(Tasks for this exercise)
**A.** In the French Laundry dinner review, why did a waiter replace the partly eaten slice of brioche served with the foie gras?
**B.** Continue the French Laundry dinner review after its final sentence.

(Text excerpt)
-------------------------
It was also about this time that the selection of breads first appeared with two kinds of butter: a house-salted European style in a round container and a sweet butter in a square. We each had the choice of a small, crusty epi (shaped like a chaff of wheat), a slice of sourdough, or a small ciabatta role. The bread tray came around often and none of us could resist that golden, slightly salty, oh so decadent butter in the round. so much so that they brought a second. You would think that it's a waste to eat bread in a place like the French Laundry, but honestly, it just tasted so divine! Not that it stopped me from enjoying every last morsel of the courses still to come. Next up was a choice of dishes paired with a half bottle of barely sweet, wonderfully delicious Herrenweg de Turckheim, Domaine Zind-Humbrecht Riesling from Alsace that I will be looking to add to our "cellar."


"TORCHON" OF POACHED MOULARD DUCK FOIE GRAS,PICKLED RED MUSCAT GRAPES, JACOBSEN FARM CLEAR ALMONDS,"GASTRIQUE AU VERJUS" AND YOUNG PARSLEY LEAVESOren was the only one to order the foie gras and he looked like a happy man for his choice once we had resolved the first serving gaffe of the night, in which Joe was actually presented with the plate. The foie gras was served with a thick slice of airy brioche that was toasted all over to a perfect golden brown. Perhaps 5 minutes into this course, one of the many waiters quickly replaced the 1/3rd eaten slice with a fresh one, explaining that the Chef did not want him to have cold toast. We were all tempted to flag a waiter down a few minutes later to comment that the bread had gotten cold again, but we did manage to restraing ourselves.The rest of us were equally pleased, if slightly less amused, by our small serving of the most delicate, intense spring flavors that proved to be one of the biggest hits of the evening. The tiniest shaving of Petit Acapella added a richness to the earthy, almost meaty mushrooms.

Though I usually love white burgundies, the heat of 2003 intensified the fruit flavors and seems to have picked up more oak than I like in this Macon Pierreclos Premier Jus de Chavigne 2003, our most expensive bottle of the evening. Though it was a little more new world in style than I would have liked, it still went well with the next two courses.
-------------------------
[Lines pointing to named objects]
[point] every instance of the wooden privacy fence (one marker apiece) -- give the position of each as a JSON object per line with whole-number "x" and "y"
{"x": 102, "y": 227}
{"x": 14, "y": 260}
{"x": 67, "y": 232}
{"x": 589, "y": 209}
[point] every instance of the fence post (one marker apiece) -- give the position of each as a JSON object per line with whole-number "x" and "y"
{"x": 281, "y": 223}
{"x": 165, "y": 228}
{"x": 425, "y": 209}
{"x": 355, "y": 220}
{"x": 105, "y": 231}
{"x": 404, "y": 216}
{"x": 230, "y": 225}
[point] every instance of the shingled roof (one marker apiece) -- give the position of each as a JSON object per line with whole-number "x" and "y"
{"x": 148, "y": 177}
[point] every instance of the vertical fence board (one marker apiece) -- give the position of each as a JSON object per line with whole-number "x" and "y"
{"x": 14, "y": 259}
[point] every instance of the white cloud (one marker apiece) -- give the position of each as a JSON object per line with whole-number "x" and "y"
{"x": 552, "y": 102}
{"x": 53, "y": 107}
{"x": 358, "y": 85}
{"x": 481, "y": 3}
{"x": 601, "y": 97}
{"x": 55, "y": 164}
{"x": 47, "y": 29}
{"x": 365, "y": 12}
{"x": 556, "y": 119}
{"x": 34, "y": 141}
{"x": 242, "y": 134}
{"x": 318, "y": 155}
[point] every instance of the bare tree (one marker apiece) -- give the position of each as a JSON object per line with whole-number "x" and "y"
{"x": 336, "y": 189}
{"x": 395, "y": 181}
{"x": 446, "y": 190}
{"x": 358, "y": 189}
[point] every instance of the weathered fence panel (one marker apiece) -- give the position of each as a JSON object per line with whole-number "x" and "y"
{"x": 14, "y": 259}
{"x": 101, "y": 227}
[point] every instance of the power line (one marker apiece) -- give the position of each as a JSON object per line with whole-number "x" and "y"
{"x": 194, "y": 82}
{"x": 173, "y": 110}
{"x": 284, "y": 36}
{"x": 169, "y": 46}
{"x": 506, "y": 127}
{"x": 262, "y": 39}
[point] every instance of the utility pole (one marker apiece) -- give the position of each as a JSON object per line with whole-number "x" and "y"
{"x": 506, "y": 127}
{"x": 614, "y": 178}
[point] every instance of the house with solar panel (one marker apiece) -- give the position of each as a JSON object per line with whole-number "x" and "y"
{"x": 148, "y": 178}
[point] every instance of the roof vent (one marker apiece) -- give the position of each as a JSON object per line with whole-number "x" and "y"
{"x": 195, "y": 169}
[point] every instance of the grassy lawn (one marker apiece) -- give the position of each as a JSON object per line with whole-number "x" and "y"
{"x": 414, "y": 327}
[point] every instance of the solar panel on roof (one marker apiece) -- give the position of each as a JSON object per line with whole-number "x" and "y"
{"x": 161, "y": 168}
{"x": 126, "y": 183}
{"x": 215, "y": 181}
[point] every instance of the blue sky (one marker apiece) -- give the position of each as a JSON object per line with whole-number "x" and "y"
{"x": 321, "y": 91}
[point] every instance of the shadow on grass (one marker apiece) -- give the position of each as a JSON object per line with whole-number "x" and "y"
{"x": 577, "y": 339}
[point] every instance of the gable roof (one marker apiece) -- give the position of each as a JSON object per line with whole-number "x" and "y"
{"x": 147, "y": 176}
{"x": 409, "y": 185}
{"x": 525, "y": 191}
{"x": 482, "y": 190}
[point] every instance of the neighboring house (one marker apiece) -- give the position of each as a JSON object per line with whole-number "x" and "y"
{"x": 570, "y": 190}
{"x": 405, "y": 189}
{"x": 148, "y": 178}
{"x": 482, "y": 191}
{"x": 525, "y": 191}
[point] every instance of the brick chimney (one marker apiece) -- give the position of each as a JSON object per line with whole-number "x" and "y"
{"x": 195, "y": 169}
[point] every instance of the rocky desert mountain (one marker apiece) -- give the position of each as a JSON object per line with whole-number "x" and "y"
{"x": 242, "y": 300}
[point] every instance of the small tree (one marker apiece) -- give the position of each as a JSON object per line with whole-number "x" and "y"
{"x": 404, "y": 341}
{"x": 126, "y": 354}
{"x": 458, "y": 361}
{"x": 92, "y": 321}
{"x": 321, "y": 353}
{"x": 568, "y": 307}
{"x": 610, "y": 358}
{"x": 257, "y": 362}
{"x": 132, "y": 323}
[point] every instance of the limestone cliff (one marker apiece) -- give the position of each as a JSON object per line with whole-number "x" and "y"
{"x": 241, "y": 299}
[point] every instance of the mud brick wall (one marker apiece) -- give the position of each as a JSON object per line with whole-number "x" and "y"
-------------------------
(Results for each task)
**A.** He explained that the Chef did not want Oren to have cold toast.

**B.**
MILK POACHED FILLET OF LINE-CAUGHT ATLANTIC HALIBUT,SACRAMENTO DELTA GREEN ASPARAGUS "SABAYON" AND BLACK PERIGORD TRUFFLESThis dish was presented with a dusting of fine black truffle powder on the side of the plate. I couldn't discern any added texture from the powder in my mouth, but it brought an intense burst of unusually rich but not particularly truffle-like flavor. This was truly the best fish I have ever tasted: it was so flaky and light. While it maintained its structure on the plate, it almost melted in the mouth. The truffles were handled with deft subtlety - there was none of the stinky feet aroma that sometimes comes with overdoing truffles or using lower quality tubers. Oren wasn't blown away by this course like the rest of us and we have since decided that his halibut may have actually been slightly undercooked, as it was still a bit pink and a little chewy in part. Still, a spectacular dish that I will be dreaming up for a long time to come.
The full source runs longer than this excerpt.